Given exercise: In the listing below, copy out word for word the part that begins with the line containing "of the t-shirt" and ends with the line containing "[(592, 699), (327, 979)]", both of those lines included.

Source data
▶
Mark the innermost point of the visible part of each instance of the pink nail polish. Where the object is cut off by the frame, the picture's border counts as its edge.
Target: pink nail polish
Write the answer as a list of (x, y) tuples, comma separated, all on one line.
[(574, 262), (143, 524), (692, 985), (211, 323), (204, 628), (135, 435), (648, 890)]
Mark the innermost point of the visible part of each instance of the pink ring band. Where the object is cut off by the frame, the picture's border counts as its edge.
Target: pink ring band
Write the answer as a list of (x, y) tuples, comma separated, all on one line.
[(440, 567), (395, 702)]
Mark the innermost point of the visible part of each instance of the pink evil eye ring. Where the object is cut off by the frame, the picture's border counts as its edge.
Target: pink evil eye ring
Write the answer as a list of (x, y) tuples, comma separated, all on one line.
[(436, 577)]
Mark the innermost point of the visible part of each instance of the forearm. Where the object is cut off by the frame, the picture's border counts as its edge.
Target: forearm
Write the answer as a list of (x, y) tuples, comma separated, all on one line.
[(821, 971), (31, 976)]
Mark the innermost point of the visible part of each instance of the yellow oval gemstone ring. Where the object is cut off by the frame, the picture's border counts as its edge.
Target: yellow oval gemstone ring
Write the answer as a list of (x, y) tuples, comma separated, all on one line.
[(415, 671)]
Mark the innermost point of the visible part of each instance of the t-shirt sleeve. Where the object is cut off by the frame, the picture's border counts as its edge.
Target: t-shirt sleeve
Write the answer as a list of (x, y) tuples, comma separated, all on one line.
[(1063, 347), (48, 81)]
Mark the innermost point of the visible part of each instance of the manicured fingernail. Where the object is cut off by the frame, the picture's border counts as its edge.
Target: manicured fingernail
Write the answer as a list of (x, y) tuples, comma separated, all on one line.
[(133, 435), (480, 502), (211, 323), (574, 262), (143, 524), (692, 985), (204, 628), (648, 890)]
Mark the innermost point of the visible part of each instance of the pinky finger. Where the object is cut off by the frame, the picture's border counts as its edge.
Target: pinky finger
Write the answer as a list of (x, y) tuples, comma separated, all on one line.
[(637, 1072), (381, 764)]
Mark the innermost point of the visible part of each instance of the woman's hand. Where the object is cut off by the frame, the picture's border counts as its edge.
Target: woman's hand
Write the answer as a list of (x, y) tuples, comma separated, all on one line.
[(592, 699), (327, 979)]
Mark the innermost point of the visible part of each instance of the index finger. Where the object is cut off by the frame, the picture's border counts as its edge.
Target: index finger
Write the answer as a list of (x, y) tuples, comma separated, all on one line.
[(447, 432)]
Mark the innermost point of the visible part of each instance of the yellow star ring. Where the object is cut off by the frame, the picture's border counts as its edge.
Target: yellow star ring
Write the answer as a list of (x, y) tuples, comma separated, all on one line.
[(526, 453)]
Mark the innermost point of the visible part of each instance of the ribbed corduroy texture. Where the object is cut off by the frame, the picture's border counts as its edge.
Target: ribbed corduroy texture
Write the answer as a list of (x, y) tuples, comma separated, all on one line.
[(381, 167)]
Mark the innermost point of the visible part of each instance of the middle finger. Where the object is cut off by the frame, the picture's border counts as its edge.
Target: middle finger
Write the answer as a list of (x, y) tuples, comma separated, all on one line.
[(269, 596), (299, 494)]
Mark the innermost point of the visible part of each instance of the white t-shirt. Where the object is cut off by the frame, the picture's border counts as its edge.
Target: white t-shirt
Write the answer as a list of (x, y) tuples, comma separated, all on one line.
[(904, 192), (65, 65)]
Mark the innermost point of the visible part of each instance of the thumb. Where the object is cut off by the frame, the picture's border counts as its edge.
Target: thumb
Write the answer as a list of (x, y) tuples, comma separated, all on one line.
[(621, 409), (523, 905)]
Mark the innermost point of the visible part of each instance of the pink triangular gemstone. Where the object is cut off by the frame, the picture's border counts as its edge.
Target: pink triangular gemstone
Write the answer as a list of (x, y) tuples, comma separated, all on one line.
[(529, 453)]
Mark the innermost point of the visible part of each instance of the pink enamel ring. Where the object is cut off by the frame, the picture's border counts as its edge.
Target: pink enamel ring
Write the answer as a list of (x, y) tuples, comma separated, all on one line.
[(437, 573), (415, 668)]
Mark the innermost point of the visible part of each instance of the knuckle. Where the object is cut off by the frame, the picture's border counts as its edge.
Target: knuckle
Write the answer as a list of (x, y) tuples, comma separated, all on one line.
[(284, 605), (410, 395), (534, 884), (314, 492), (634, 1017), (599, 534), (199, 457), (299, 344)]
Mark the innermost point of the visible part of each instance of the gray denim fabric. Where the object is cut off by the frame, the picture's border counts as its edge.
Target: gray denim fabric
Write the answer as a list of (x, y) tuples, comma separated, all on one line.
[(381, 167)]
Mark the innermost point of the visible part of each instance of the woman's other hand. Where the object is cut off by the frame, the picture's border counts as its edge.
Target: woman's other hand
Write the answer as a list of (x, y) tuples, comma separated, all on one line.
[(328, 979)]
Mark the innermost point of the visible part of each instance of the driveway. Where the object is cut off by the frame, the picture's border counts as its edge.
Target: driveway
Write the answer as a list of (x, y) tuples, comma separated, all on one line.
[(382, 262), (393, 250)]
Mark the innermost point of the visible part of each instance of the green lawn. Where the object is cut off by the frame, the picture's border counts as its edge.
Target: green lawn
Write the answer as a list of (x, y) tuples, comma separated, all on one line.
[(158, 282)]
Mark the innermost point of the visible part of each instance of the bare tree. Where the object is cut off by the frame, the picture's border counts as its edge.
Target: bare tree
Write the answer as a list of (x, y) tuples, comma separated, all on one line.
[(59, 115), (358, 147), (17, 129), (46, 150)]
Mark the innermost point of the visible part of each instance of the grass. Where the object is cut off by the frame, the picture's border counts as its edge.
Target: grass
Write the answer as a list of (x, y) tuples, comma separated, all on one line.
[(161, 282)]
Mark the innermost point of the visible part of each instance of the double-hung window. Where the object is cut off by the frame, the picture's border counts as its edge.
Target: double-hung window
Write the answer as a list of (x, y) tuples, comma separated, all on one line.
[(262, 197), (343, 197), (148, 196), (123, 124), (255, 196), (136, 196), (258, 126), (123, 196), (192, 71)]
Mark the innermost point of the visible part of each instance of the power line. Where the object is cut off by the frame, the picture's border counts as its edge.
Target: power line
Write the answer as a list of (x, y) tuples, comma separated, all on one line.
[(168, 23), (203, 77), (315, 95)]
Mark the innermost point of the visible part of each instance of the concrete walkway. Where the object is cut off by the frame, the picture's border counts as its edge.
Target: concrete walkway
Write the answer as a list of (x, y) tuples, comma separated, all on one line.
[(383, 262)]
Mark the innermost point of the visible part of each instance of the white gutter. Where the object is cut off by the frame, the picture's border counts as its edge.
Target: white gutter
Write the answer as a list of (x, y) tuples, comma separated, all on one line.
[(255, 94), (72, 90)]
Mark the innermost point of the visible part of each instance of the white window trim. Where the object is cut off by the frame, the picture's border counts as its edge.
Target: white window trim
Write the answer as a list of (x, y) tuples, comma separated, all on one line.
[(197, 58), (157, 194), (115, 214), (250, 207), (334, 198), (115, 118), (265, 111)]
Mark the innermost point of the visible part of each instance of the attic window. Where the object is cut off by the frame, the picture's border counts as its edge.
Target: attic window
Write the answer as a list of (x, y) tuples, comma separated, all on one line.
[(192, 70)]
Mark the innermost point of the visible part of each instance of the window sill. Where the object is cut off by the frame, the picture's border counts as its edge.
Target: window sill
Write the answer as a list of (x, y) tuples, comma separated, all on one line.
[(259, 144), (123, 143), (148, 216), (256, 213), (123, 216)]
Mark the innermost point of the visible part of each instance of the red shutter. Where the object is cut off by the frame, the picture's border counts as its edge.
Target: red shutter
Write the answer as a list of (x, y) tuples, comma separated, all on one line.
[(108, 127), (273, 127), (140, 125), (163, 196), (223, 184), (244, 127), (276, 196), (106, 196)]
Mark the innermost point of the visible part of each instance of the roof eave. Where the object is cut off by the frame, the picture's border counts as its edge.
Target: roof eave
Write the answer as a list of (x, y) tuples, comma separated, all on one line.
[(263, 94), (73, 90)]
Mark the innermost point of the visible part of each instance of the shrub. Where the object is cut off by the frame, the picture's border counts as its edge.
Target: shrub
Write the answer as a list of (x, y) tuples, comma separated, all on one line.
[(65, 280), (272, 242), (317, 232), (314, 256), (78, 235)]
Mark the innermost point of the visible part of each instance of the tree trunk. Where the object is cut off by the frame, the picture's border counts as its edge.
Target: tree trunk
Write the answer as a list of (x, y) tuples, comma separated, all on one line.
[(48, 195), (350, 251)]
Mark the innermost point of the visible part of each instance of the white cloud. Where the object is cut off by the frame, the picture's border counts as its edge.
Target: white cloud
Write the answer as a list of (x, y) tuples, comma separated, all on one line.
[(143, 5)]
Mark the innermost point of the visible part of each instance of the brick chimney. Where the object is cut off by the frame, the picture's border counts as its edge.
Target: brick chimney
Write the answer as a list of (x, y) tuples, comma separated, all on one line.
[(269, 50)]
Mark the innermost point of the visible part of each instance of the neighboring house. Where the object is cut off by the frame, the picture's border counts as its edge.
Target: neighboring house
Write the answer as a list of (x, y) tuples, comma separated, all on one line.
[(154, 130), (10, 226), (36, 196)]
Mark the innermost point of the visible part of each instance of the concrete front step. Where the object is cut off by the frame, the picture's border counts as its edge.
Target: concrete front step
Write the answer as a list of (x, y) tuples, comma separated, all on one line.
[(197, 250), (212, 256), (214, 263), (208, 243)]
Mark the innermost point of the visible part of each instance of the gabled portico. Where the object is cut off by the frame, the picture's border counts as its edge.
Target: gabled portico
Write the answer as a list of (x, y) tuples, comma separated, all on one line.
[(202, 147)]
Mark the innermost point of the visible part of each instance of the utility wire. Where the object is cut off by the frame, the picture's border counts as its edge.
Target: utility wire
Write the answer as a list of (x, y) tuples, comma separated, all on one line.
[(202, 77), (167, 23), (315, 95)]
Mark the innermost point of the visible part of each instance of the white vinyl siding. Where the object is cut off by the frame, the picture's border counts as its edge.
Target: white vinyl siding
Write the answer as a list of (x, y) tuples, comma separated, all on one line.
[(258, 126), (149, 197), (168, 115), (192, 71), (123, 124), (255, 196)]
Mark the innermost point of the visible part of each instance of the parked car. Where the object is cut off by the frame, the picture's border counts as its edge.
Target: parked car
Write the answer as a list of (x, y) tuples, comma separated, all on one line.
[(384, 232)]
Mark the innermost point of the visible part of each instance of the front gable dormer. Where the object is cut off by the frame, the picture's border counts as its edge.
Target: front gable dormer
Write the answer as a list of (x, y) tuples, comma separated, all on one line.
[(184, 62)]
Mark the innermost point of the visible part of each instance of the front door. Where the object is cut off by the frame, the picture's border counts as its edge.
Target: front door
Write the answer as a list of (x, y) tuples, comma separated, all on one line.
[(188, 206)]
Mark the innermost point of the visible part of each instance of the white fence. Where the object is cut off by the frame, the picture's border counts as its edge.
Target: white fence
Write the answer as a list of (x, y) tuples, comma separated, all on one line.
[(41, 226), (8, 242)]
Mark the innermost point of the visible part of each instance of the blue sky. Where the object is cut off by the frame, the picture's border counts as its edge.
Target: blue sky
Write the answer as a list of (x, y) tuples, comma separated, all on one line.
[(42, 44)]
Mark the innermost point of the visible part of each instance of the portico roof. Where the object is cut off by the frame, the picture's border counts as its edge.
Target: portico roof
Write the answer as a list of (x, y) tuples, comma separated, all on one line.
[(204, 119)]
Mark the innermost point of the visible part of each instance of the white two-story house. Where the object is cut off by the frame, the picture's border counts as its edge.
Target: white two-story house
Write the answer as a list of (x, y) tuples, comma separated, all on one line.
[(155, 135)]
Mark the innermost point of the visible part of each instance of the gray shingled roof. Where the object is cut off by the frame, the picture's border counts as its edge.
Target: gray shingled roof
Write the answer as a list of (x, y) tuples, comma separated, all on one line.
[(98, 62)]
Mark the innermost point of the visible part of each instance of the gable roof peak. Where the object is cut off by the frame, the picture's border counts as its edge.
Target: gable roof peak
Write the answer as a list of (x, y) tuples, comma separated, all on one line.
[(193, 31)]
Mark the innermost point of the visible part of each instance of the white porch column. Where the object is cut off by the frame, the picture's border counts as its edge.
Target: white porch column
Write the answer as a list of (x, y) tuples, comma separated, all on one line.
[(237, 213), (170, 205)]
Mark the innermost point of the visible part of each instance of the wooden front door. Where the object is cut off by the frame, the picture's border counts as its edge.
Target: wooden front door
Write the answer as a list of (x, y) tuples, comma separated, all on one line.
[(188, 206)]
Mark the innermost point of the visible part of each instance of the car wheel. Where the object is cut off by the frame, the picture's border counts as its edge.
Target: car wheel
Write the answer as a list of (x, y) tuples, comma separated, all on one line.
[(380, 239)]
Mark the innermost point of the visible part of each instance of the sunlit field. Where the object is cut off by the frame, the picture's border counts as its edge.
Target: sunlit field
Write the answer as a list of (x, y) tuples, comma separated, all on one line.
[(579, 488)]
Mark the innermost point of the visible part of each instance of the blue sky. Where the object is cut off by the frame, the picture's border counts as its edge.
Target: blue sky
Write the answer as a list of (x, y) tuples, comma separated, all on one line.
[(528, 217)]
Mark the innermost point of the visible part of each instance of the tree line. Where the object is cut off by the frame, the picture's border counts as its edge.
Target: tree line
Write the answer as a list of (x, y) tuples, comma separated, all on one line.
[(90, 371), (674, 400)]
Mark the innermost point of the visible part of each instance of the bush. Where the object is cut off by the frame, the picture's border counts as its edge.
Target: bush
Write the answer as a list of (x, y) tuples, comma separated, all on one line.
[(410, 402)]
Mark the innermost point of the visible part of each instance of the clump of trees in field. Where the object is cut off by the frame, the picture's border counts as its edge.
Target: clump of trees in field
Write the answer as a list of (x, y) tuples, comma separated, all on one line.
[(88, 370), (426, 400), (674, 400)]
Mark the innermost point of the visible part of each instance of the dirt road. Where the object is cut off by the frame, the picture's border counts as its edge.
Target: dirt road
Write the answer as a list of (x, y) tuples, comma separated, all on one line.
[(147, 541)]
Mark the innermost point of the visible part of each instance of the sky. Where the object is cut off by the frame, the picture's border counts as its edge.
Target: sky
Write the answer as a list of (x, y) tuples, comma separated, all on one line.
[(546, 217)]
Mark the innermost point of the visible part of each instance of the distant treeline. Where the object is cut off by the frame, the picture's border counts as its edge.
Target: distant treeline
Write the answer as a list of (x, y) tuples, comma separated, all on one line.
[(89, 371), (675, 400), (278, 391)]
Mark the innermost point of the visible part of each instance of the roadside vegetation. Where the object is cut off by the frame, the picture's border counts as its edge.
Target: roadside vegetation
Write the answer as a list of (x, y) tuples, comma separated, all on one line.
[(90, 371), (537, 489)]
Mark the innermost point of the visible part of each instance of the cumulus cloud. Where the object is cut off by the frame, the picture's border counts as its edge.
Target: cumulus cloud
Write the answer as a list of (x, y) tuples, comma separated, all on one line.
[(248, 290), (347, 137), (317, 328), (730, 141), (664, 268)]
◀
Result of this task:
Mark the innermost point of the visible part of each instance of the t-shirt sleeve. Where the object is cut off by the frame, the picture's border counts as its edge.
Target: t-shirt sleeve
Write the answer as a list of (x, y) tuples, comma separated, all on one line.
[(1063, 347), (48, 81)]
Mark the innermost point of the visible part of each instance of the manicured fingernail. Where the object is cut off by the frame, the picture's border counts as its edge.
Target: manicured fingernail
Write the answer as a list of (x, y) tuples, comma separated, all on one line.
[(133, 435), (480, 502), (211, 323), (574, 262), (143, 524), (692, 985), (204, 628), (648, 890)]
Mark the innermost point of the visible part of each instance of the pinky finger. Where the object is cut off by the frame, the picture's border counts as its edge.
Target: pinky finger
Write the answer as a list of (x, y) tuples, comma separated, all on one line.
[(637, 1072), (381, 764)]
Mark the innermost point of the visible part of each instance of the woman's hand. Where the object is cut off by the frame, the picture's border counts as its edge.
Target: woman's hand
Write the answer as a list of (x, y) tuples, comma separated, all on one line.
[(592, 699), (327, 979)]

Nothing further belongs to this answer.